** BEGIN THE RECORDS **

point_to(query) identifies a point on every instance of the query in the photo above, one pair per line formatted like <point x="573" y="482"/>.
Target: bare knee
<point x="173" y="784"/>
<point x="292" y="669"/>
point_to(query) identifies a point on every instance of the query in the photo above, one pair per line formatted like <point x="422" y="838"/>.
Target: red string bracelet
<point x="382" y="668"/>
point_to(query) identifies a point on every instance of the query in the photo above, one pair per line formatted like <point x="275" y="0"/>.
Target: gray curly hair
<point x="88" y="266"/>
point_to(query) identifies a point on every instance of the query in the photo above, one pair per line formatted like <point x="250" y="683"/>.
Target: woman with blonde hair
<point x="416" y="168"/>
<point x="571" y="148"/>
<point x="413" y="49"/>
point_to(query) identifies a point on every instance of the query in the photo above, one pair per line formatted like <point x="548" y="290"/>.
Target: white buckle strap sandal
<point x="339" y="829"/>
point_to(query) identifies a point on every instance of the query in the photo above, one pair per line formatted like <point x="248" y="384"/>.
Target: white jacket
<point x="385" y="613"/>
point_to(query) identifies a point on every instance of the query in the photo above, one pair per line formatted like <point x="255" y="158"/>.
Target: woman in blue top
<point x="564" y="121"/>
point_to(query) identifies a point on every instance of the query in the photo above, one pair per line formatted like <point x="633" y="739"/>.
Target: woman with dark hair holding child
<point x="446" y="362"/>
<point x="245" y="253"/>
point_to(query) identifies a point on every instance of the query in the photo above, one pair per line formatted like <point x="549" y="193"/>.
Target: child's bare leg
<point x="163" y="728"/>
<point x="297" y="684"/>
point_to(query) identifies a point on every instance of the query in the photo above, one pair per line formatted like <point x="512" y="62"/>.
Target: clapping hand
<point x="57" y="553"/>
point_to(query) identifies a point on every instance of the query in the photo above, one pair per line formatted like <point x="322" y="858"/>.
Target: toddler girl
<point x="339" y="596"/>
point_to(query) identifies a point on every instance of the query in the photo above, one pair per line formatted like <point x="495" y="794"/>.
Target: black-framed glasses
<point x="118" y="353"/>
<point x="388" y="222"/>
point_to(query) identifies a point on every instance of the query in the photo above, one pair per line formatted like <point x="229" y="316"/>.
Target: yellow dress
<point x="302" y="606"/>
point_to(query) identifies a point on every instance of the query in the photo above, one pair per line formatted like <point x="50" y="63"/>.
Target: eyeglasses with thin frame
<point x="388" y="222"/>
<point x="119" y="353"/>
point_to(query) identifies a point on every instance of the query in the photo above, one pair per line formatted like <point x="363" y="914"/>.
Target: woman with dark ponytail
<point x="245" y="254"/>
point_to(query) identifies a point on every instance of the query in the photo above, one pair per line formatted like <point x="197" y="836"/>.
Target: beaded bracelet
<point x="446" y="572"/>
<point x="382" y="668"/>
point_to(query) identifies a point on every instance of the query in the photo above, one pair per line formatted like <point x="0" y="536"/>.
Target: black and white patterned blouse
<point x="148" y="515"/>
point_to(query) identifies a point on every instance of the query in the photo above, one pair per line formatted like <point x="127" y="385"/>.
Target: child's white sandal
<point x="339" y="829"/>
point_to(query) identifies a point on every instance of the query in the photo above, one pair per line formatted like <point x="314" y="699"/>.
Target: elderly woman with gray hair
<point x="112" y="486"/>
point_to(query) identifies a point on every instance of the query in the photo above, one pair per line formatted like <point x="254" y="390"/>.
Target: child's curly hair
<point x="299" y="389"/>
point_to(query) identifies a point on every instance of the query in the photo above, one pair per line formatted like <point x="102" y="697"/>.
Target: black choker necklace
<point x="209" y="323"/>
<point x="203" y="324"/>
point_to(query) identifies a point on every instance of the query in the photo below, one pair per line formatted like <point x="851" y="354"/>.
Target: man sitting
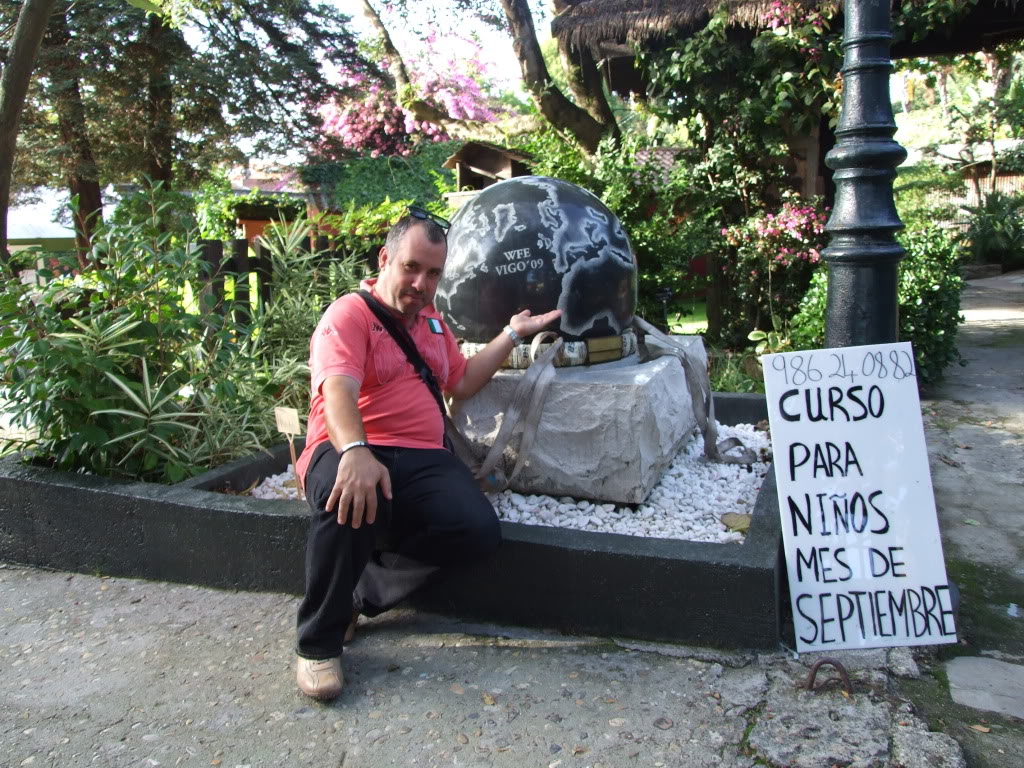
<point x="375" y="462"/>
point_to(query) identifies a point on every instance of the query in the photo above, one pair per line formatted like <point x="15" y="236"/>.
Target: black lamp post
<point x="862" y="254"/>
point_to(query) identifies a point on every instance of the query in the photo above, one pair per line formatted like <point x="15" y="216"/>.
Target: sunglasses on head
<point x="423" y="213"/>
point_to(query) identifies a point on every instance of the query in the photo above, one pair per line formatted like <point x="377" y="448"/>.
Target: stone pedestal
<point x="607" y="432"/>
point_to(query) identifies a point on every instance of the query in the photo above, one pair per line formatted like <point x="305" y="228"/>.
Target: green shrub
<point x="924" y="193"/>
<point x="368" y="181"/>
<point x="929" y="302"/>
<point x="995" y="231"/>
<point x="218" y="209"/>
<point x="112" y="376"/>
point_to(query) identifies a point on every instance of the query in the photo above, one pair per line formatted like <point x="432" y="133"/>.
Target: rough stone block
<point x="607" y="432"/>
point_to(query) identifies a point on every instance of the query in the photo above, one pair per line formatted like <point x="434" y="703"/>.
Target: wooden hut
<point x="614" y="30"/>
<point x="479" y="164"/>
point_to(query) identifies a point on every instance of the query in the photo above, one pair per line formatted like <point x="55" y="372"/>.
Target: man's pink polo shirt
<point x="396" y="407"/>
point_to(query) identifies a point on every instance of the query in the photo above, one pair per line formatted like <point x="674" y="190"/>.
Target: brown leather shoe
<point x="320" y="678"/>
<point x="350" y="630"/>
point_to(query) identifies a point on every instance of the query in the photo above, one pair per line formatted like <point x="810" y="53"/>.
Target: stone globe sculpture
<point x="539" y="244"/>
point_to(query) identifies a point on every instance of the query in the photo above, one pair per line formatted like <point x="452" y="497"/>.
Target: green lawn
<point x="691" y="321"/>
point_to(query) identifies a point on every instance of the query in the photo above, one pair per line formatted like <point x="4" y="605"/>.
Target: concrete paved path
<point x="115" y="672"/>
<point x="103" y="672"/>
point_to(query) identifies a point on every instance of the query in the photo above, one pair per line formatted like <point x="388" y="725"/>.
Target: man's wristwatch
<point x="350" y="445"/>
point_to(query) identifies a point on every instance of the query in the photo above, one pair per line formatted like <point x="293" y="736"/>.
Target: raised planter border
<point x="579" y="582"/>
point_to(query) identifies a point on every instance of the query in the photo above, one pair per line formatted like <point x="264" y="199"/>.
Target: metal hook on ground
<point x="809" y="685"/>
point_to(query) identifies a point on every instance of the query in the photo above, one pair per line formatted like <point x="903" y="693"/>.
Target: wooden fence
<point x="239" y="258"/>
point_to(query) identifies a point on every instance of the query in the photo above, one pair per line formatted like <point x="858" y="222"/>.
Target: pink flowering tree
<point x="380" y="121"/>
<point x="773" y="257"/>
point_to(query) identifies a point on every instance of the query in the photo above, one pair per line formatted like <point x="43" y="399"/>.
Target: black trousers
<point x="437" y="517"/>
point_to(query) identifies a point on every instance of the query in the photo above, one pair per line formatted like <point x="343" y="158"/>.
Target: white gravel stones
<point x="685" y="504"/>
<point x="278" y="486"/>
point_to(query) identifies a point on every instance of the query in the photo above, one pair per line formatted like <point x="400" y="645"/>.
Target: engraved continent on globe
<point x="539" y="244"/>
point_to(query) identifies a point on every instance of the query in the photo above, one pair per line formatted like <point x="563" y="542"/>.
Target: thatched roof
<point x="590" y="23"/>
<point x="607" y="24"/>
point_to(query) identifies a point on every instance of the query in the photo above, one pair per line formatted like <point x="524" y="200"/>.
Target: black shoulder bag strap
<point x="406" y="343"/>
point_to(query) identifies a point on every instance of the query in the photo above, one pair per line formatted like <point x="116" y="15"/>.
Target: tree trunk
<point x="159" y="104"/>
<point x="66" y="96"/>
<point x="13" y="87"/>
<point x="943" y="81"/>
<point x="587" y="86"/>
<point x="557" y="110"/>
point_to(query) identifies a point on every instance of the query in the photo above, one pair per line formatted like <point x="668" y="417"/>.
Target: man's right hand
<point x="355" y="486"/>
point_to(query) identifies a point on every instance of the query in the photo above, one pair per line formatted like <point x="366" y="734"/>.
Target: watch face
<point x="539" y="244"/>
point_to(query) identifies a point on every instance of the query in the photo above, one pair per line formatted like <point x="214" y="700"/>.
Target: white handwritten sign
<point x="861" y="537"/>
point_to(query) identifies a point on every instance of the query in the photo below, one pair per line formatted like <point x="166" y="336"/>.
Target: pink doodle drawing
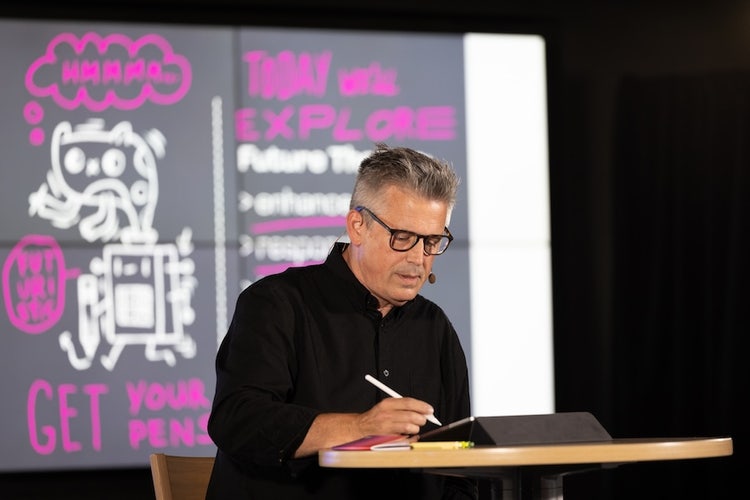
<point x="34" y="277"/>
<point x="99" y="72"/>
<point x="135" y="295"/>
<point x="103" y="181"/>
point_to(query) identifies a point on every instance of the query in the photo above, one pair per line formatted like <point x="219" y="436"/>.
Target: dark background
<point x="649" y="179"/>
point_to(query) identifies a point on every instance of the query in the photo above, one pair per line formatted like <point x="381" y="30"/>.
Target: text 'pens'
<point x="442" y="445"/>
<point x="380" y="385"/>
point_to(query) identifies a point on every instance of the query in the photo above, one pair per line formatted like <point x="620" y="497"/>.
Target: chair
<point x="180" y="478"/>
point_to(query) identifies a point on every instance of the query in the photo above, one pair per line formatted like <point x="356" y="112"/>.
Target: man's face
<point x="395" y="277"/>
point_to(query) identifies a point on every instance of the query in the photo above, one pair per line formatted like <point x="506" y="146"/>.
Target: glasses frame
<point x="422" y="237"/>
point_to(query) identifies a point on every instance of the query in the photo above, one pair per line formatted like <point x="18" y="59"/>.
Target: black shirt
<point x="300" y="344"/>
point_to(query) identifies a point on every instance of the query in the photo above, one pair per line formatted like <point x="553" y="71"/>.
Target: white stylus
<point x="380" y="385"/>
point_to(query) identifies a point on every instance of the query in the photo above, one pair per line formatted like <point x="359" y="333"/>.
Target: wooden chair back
<point x="180" y="477"/>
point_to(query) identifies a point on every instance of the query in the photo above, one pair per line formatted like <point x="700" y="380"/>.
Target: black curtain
<point x="681" y="278"/>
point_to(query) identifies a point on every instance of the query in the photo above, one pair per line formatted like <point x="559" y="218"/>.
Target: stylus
<point x="380" y="385"/>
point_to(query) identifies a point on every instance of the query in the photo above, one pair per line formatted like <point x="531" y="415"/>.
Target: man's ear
<point x="355" y="225"/>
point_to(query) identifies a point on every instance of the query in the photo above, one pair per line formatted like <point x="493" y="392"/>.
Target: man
<point x="290" y="371"/>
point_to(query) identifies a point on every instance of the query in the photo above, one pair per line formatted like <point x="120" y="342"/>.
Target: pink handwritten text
<point x="45" y="399"/>
<point x="112" y="71"/>
<point x="161" y="432"/>
<point x="429" y="123"/>
<point x="287" y="74"/>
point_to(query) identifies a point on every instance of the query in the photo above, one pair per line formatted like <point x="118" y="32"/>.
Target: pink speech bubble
<point x="112" y="71"/>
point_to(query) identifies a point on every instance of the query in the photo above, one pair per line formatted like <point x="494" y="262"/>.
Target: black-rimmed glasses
<point x="403" y="240"/>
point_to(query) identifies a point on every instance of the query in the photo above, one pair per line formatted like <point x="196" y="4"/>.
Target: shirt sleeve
<point x="250" y="419"/>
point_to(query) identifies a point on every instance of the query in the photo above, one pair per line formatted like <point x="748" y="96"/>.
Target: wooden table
<point x="531" y="471"/>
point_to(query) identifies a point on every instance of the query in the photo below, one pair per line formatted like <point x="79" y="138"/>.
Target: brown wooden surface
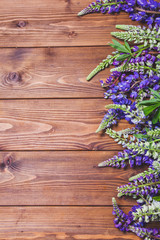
<point x="50" y="185"/>
<point x="41" y="23"/>
<point x="56" y="223"/>
<point x="59" y="124"/>
<point x="51" y="72"/>
<point x="60" y="178"/>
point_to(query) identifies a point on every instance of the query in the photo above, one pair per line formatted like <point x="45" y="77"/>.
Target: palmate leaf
<point x="156" y="117"/>
<point x="149" y="102"/>
<point x="155" y="93"/>
<point x="150" y="109"/>
<point x="119" y="47"/>
<point x="122" y="57"/>
<point x="157" y="198"/>
<point x="127" y="46"/>
<point x="140" y="136"/>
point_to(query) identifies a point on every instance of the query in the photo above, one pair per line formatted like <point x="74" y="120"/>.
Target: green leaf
<point x="140" y="135"/>
<point x="119" y="46"/>
<point x="149" y="109"/>
<point x="127" y="46"/>
<point x="157" y="198"/>
<point x="138" y="54"/>
<point x="156" y="117"/>
<point x="155" y="93"/>
<point x="122" y="57"/>
<point x="149" y="102"/>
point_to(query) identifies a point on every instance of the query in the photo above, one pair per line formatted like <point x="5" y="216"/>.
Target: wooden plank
<point x="54" y="124"/>
<point x="54" y="23"/>
<point x="69" y="223"/>
<point x="51" y="72"/>
<point x="60" y="178"/>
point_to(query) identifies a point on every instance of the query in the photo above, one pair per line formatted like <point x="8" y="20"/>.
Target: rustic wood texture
<point x="56" y="223"/>
<point x="59" y="178"/>
<point x="51" y="72"/>
<point x="42" y="23"/>
<point x="50" y="185"/>
<point x="54" y="124"/>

** END THE RECORDS **

Pull out every line of the entries above that contains the word "green" and copy each one unchanged.

Target: green shrub
Target: green lawn
Target: green leaf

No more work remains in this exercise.